SOAL LATIHAN 1:
Jawab pertanyaan berikut berdasarkan teks tentang kasus korupsi kondensat dan Asabri:
(a) Kepada siapa saja Honggo mengirim surat?
(b) Berapa nilai kerugian negara dalam kasus kondensat?
(c) Menurut teks, apa penyebab terjadinya korupsi di PT Asabri?
SOAL LATIHAN 2:
Ambil tanpa mengubah apa pun bagian teks tentang kasus korupsi yang diawali dengan kata-kata "Atas permohonan itu, Djoko" dan diakhiri dengan "untuk kepentingan pribadi.".
SOAL LATIHAN 3:
Teruskan teks tentang kasus-kasus korupsi itu, mulai sesudah kalimat terakhirnya.

SUMBER:

Padahal saat itu, PT TPPI mengalami kesulitan keuangan dan telah berhenti berproduksi dan PT TPPI memiliki utang kepada PT. Pertamina (Persero).
Honggo pun bersurat ke Kepala BP Migas Raden Priyono dan Deputi Finansial Ekonomi dan Pemasaran BP Migas Djoko Harsono agar TPPI dapat membeli minyak mentah/kondensat sebagai bahan baku langsung dari BP Migas untuk produksi BBM guna memenuhi kebutuhan dalam negeri.
Atas permohonan itu, Djoko menyetujuinya. Raden Priyono kemudian menunjuk PT TPPI sebagai penjual Kondensat bagian negara tapi penunjukan itu menyalahi prosedur.
Penunjukan langsung PT TPPI sebagai penjual kondensat bagian negara tidak melibatkan Tim Penunjukan Penjual Minyak Mentah/Kondensat Bagian Negara sehingga tidak pernah dilakukan kajian dan analisa. Atas perbuatan mereka dalam kasus kondensat, nilai kerugian negara terhitung mencapai Rp 37,8 triliun.
6. Kasus Asabri (Rp 22,78 Triliun)
Kasus korupsi PT Asabri (Persero) merupakan tindak pidana yang merugikan negara hingga Rp 22,78 triliun. Korupsi ini terjadi karena adanya penyalahgunaan kekuasaan dan dana investasi untuk kepentingan pribadi.

CUPLIKAN DATA:
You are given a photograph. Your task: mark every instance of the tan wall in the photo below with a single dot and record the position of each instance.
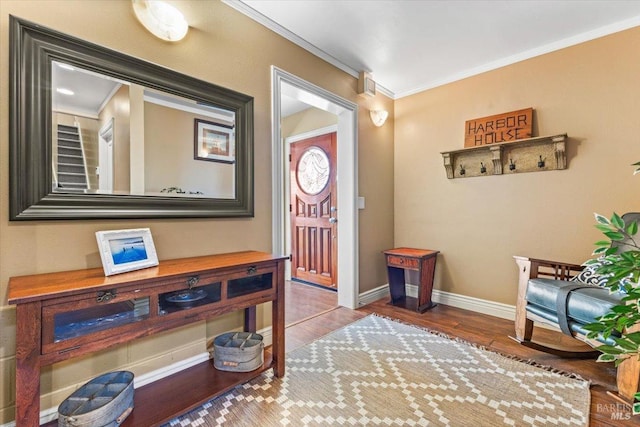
(223, 47)
(169, 158)
(591, 92)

HASIL LATIHAN 1:
(a) Kepada Kepala BP Migas Raden Priyono dan Deputi Finansial Ekonomi dan Pemasaran BP Migas Djoko Harsono.
(b) Rp 37,8 triliun.
(c) Penyalahgunaan kekuasaan dan dana investasi untuk kepentingan pribadi.

HASIL LATIHAN 2:
Atas permohonan itu, Djoko menyetujuinya. Raden Priyono kemudian menunjuk PT TPPI sebagai penjual Kondensat bagian negara tapi penunjukan itu menyalahi prosedur.
Penunjukan langsung PT TPPI sebagai penjual kondensat bagian negara tidak melibatkan Tim Penunjukan Penjual Minyak Mentah/Kondensat Bagian Negara sehingga tidak pernah dilakukan kajian dan analisa. Atas perbuatan mereka dalam kasus kondensat, nilai kerugian negara terhitung mencapai Rp 37,8 triliun.
6. Kasus Asabri (Rp 22,78 Triliun)
Kasus korupsi PT Asabri (Persero) merupakan tindak pidana yang merugikan negara hingga Rp 22,78 triliun. Korupsi ini terjadi karena adanya penyalahgunaan kekuasaan dan dana investasi untuk kepentingan pribadi.

HASIL LATIHAN 3:
Kasus ini terjadi dalam rentang waktu antara 2012 hingga 2019. Kasus ini terjadi lantaran Direktur Utama, Direktur Investasi, dan Direktur Keuangan Asabri bersepakat dengan pihak luar untuk membeli atau menukar saham. Belakangan saham yang dibeli tidak sesuai dengan ketentuan lantaran berisiko tinggi dan memiliki kinerja tidak baik
Adapun aktor dalam kasus ini tak jauh berbeda dengan kasus korupsi Jiwasraya, yakni, Benny Tjokrosaputro, dan Heru Hidayat yang keduanya sama-sama divonis penjara seumur hidup.
Lalu, putusan penjara seumur hidup itu sempat dilawan Heru dan Bentjok lewat uapaya hukum kasasi ke Mahkamah Agung (MA). Namun, MA telah menolak kasasi yang diajukan.
Dengan penolakan kasasi ini, putusan Pengadilan Tinggi (PT) Jakarta yang menguatkan putusan Pengadilan Negeri Jakarta Pusat (PN Jakpus) menjadi berkekuatan hukum tetap, yakni keduanya juga dijatuhi vonis membayar uang pengganti sebesar Rp 16 triliun lebih.
Dengan rincian Benny Tjokro diwajibkan membayar uang pengganti Rp 6.078.500.000.000, sedangkan Heru Hidayat membayar pengganti Rp 10.728.783.375.000.
Baca juga:
7. Kasus Asuransi Jiwasraya (Rp 16 Triliun)
Kasus korupsi pada Asuransi Jiwasraya cukup menyita perhatian publik pada 2020. Pasalnya, PT Asabri yang merupakan perusahaan asuransi pelat merah itu terindikasi rasuah akibat kelakuan para pejabatnya.
Sosok yang paling mencuri perhatian adalah Benny Tjokrosaputro, pengusaha yang sempat masuk daftar 50 orang terkaya di Indonesia versi majalah Forbes.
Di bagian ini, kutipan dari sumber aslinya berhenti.